Ausgangsmaterial
**********

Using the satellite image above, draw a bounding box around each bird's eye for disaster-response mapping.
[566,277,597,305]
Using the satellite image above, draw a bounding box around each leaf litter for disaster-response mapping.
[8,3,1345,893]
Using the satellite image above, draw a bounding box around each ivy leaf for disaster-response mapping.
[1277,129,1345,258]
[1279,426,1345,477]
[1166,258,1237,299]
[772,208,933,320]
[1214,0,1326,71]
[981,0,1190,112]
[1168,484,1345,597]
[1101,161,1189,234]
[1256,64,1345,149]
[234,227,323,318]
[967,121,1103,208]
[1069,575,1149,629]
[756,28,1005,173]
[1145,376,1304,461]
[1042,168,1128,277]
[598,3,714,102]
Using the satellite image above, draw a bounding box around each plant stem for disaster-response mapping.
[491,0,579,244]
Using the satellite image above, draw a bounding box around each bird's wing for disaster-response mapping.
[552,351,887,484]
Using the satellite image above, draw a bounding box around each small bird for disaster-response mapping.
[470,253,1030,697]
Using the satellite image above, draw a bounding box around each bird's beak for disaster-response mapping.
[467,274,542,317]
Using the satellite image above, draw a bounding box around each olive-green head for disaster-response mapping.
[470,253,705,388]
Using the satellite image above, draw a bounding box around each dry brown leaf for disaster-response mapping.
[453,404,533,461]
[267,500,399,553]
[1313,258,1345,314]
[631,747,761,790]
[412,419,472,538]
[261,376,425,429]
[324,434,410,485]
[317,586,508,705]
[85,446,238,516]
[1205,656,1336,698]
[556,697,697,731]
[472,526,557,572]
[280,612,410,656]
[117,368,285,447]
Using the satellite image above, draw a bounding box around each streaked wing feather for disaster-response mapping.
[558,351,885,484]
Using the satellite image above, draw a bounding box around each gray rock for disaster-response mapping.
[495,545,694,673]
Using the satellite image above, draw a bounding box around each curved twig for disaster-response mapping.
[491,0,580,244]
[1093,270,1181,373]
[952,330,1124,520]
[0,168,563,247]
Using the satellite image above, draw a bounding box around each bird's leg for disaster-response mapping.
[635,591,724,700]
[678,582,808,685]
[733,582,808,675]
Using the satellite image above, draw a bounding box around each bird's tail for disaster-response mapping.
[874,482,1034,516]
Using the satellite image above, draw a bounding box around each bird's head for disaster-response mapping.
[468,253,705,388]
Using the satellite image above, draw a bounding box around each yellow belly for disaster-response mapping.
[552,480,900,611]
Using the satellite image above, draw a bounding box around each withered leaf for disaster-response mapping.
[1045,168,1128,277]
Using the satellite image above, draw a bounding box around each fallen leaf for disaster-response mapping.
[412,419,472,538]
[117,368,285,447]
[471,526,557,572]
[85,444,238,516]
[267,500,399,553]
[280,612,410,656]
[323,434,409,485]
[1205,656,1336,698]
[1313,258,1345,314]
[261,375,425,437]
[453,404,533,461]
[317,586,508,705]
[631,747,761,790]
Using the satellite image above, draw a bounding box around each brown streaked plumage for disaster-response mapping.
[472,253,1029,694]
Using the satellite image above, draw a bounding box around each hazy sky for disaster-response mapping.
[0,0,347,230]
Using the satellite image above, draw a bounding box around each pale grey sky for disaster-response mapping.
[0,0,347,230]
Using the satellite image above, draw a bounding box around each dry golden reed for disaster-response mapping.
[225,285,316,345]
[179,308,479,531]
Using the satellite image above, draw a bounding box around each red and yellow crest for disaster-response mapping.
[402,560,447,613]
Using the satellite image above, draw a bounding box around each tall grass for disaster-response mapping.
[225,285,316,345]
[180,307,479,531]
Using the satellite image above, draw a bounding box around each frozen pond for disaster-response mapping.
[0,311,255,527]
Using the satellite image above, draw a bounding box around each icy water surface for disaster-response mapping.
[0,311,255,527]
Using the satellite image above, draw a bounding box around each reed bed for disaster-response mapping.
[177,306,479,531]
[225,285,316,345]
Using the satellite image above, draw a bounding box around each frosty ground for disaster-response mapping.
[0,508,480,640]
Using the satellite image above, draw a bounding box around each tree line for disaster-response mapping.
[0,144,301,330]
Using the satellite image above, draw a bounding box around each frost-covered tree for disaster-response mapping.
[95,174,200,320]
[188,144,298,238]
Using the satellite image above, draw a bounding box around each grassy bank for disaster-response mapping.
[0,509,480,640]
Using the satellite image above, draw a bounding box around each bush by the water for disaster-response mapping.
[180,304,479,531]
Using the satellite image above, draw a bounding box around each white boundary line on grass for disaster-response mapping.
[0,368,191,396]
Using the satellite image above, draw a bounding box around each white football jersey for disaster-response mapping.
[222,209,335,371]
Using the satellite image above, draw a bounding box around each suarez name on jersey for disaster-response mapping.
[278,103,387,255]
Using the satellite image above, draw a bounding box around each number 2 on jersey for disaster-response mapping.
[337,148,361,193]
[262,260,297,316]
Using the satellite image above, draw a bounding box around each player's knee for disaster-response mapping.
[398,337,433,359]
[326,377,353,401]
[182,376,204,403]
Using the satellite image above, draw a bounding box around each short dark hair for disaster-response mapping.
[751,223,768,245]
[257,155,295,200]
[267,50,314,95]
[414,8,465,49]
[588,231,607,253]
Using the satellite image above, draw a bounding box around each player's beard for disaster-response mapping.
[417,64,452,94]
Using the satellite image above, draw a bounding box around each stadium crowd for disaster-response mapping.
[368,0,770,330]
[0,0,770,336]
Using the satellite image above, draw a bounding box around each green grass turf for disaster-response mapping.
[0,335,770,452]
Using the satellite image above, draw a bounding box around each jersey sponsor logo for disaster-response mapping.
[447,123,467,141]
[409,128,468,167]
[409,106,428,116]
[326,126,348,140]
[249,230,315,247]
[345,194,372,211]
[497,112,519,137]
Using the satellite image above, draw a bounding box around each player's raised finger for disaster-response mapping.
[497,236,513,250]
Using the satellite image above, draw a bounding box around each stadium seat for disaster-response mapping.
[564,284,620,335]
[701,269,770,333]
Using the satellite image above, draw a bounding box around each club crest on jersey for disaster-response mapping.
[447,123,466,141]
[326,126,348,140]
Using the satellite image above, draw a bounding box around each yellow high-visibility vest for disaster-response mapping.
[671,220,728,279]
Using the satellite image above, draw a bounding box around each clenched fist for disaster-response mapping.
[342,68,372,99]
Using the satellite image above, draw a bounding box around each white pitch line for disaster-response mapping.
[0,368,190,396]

**********

Deine Aufgabe
Kannst du die gesamte Auflistung oben vollständig und Zeile für Zeile unverändert ausgeben?

Antwort
Using the satellite image above, draw a bounding box around each bird's eye for disaster-response mapping.
[566,277,597,305]
Using the satellite image above, draw a bounding box around each leaf litter for disaster-response mapping.
[8,3,1345,893]
Using the satellite image above, draw a bounding box around each ivy leaf for disaster-response mapping.
[1277,129,1345,258]
[1279,426,1345,477]
[1166,258,1237,299]
[772,208,933,320]
[1214,0,1326,71]
[981,0,1190,112]
[1168,484,1345,597]
[1101,161,1189,234]
[1256,64,1345,149]
[234,227,323,318]
[967,121,1103,208]
[1069,575,1149,629]
[756,28,1005,173]
[1145,376,1304,461]
[1042,168,1128,277]
[598,3,714,102]
Using the satellite image above, draw a bounding box around each plant stem for disaster-response mapping.
[491,0,579,244]
Using the satellite image above, draw a bounding box around each bird's wing for disaster-response mapping.
[552,351,887,484]
Using the satellite image above, draw a bounding box around each small bird for disaster-response mapping.
[470,253,1030,697]
Using the satellite image above, draw a bounding box around each bird's beak for disaster-response mapping.
[467,274,542,317]
Using the satellite image above, draw a bounding box around each olive-green head for disaster-response mapping.
[470,253,705,388]
Using the satellite image above, draw a bounding box around each dry brown leaf for disaster-response mapping.
[453,404,533,461]
[267,500,399,553]
[1313,258,1345,314]
[631,747,761,790]
[412,419,472,538]
[261,376,425,429]
[324,434,410,485]
[317,586,508,705]
[85,446,238,516]
[1205,656,1336,698]
[556,697,697,731]
[472,526,557,572]
[280,612,410,656]
[117,368,285,447]
Using the satellite image above, draw a bounding box around each streaked wing feather for disaster-response mapping.
[558,351,885,484]
Using the satellite image above, draw a bounding box around each gray rock for disaster-response mapping.
[495,545,694,673]
Using the satellite image above, draw a bounding box around each curved twig for disaster-response mapping.
[491,0,580,244]
[1093,270,1181,373]
[952,330,1124,520]
[0,168,563,247]
Using the satellite image above, draw a bounding box around each bird's leg for disaster-response mapping.
[635,591,724,700]
[678,582,808,685]
[733,582,808,675]
Using the satellite image above, draw a bounding box around each bird's tail for disaster-response mapping.
[874,482,1034,516]
Using the satellite image above, draw a bounding box around each bird's head for disaster-response mapping.
[468,253,705,388]
Using the satellite image above, draw a bounding box around each yellow belly for disaster-response mapping.
[552,480,900,611]
Using the satellite image above, draw a bounding box around each withered leaf for disaster-response mapping.
[1045,168,1128,277]
Using the satellite image above, draw a bounding box around each fallen leaf for disaster-response mapping.
[412,419,472,538]
[117,368,285,447]
[471,526,557,572]
[85,444,238,516]
[267,500,399,553]
[280,612,410,656]
[323,434,409,485]
[1205,656,1336,698]
[1313,258,1345,314]
[261,375,425,437]
[453,404,533,461]
[317,586,508,705]
[631,747,761,790]
Using the satellite image above, draw a bounding box around each brown streaked plumage for disaster-response mapping.
[472,253,1029,694]
Using the satellite image above, draw a bounding box around each hazy sky for disaster-response mapping.
[0,0,347,230]
Using the satellite image above, draw a bounding box around each pale grey sky for disaster-response mapping.
[0,0,347,230]
Using the satellite image above, draw a bounding box around each dry golden reed for disaster-response mapping.
[225,285,316,345]
[179,308,479,531]
Using the satellite image above, draw a bounding box around each red and yellow crest for disaster-response mapping.
[402,560,447,613]
Using the satellite image above, draw a bounding box around each tall grass for disaster-response mapping.
[225,285,316,345]
[180,307,479,531]
Using the satellite image above, draw a bounding box around each frozen pond for disaster-response mapping.
[0,311,255,527]
Using the satellite image above, draw a bounding box around each icy water surface for disaster-response mapping.
[0,311,255,527]
Using the satellite image above, draw a bounding box around each reed bed for disaster-response mapping.
[177,306,479,531]
[225,285,316,345]
Using the satellite image above, draw a bounding box around each frosty ground for disaster-response mapping.
[0,508,480,640]
Using the satellite image above, draw a bounding box around each tree line for disaster-response mapping.
[0,144,301,330]
Using the satellite image above, draw a bounding box around each frost-covered tree for disaster-response mapping.
[95,174,200,320]
[188,144,298,238]
Using the satellite image above, draw a bounding box around each grassy bank for disaster-response mapping.
[0,509,480,640]
Using the satellite image above, draw a bounding box around each bush by the water for disaster-response mapping.
[180,304,479,531]
Using the satellite image above, draw a bounding box around each white boundary line on grass for disaster-response mapping.
[0,368,191,396]
Using the satellite image above, draw a bounding box around each white football jersey for disaster-response mapping.
[222,209,335,371]
Using the satellite image above, draw a bounding box around each suarez name on jersey for disaster-response mapping.
[278,103,387,255]
Using the satellite image above, draw a bounding box around each number 2 on jersey for disaster-response mapping.
[337,148,361,193]
[262,260,297,316]
Using the satellite image above, draw a bounding box around each player's knee for disaster-response mapping.
[398,337,433,359]
[326,377,353,401]
[182,376,204,403]
Using the satellite image above, draw a bounding box around each short dark hair for disaster-response mapping.
[751,223,768,245]
[257,155,295,200]
[267,50,314,95]
[414,8,465,49]
[588,231,607,253]
Using the satellite image above, draw a bounding box around each player's beard for disaster-response mapping.
[417,64,452,94]
Using the satellite image above, draw a bounding box around each stadium crowd for disaster-response mapping.
[368,0,770,330]
[0,0,770,336]
Using the satellite image above, draw a bounding box around each green grass turf for disaster-response mapping.
[0,335,770,452]
Using the satellite image above, draw a bounding box around each jersey sponsor logo for disaster-response mapping.
[447,123,467,141]
[409,128,468,167]
[409,106,428,116]
[326,126,348,140]
[249,230,315,247]
[345,194,372,211]
[497,112,519,137]
Using the satellite image above, draw a bounding box around each player's raised finger for disaster-response mapping.
[497,236,513,250]
Using the satellite image above, draw a bounding box around each stadium seat for disaster-response mapping.
[564,284,620,335]
[701,269,770,333]
Using the satellite image above, draw a bounding box around each club crest on jersey for disaster-response mapping.
[447,123,466,141]
[326,126,348,140]
Using the satellite image above, draw a bounding box around each yellow high-visibility vest for disaster-response mapping.
[671,220,728,279]
Using the satellite image above, draw a bounding box around each clenched fist for disaster-response mapping.
[342,68,372,99]
Using the satellite image above, draw a bounding box around each white pitch line for disaster-response mapping.
[0,368,190,396]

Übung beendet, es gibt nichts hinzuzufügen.